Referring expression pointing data
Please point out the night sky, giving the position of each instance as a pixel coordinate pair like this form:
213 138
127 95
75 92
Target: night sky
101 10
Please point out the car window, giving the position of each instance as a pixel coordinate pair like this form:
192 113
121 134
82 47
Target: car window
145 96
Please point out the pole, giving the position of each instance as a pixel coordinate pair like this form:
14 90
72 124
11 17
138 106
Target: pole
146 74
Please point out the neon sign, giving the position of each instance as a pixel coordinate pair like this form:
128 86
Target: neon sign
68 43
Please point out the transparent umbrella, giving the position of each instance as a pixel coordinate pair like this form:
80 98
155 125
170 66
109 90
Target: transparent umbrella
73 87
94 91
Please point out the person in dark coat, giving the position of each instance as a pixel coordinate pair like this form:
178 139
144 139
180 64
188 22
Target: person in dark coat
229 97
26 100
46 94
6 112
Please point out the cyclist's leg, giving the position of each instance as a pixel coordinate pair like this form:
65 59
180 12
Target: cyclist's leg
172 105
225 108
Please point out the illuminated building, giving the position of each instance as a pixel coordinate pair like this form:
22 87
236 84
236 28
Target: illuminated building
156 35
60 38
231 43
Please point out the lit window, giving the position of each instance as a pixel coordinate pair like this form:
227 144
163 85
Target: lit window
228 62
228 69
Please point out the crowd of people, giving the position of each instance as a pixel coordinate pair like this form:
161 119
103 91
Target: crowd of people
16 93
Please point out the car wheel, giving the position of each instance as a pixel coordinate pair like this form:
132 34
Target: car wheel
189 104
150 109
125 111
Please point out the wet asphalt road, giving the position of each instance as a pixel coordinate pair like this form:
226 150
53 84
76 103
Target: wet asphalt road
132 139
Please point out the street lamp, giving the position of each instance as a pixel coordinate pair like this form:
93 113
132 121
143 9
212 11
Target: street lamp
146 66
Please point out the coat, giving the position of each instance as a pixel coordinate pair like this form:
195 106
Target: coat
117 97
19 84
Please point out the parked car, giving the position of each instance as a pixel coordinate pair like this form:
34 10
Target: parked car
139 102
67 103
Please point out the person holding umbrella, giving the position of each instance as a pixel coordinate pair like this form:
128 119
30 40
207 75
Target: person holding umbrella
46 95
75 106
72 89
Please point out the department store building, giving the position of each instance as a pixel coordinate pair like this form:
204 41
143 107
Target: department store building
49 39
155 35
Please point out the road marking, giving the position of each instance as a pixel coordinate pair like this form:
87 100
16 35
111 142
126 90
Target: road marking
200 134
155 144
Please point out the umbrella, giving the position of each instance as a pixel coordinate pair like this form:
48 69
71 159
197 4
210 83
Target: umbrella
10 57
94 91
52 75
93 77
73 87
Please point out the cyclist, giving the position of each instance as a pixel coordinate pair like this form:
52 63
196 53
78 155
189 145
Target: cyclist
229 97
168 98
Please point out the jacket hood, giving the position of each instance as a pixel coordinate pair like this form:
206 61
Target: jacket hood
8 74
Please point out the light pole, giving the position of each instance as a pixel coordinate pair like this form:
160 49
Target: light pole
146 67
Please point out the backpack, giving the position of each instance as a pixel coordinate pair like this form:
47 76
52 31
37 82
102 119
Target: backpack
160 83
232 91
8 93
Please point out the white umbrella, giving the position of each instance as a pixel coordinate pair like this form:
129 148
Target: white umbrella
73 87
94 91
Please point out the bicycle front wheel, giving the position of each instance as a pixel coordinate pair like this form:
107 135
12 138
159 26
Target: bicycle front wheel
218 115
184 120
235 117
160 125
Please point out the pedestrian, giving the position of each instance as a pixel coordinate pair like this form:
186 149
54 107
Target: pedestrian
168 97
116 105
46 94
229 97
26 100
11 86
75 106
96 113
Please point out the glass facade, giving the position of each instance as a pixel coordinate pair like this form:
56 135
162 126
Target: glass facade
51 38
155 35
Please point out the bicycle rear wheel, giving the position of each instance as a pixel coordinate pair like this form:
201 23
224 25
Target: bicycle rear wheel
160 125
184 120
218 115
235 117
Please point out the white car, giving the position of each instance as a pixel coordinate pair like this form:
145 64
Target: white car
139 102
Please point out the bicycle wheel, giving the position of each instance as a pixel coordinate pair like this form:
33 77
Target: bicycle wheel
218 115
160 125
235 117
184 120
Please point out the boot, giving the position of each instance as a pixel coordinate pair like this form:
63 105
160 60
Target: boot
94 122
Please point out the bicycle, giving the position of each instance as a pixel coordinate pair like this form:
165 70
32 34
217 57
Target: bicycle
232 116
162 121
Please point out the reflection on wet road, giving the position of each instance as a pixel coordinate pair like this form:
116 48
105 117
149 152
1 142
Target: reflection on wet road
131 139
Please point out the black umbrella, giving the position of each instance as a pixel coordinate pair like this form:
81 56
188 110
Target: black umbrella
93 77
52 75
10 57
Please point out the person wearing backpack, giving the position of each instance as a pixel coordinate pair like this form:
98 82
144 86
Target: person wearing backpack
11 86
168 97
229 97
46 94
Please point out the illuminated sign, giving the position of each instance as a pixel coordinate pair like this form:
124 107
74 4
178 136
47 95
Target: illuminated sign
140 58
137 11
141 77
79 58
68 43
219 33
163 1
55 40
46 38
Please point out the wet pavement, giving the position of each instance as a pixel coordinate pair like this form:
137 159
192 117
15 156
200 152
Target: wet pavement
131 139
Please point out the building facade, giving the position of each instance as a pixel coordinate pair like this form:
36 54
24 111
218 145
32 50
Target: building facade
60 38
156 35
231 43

== Assignment ==
Nothing but the lines from the one holding "Target: illuminated sign" to the end of the entries should be output, each exactly as it appears.

== Response area ==
Target: illuminated sign
140 58
137 11
141 77
79 58
68 43
219 33
163 1
55 40
46 38
Please point out the wet pavement, giving the position of each instance as a pixel coordinate pair like this form:
137 159
192 117
15 156
200 152
Target: wet pavement
131 139
Please point out the building facade, giving the position of each instance as a pixel coordinate pair like this form:
36 54
24 111
218 145
32 50
Target: building facade
60 38
156 35
231 43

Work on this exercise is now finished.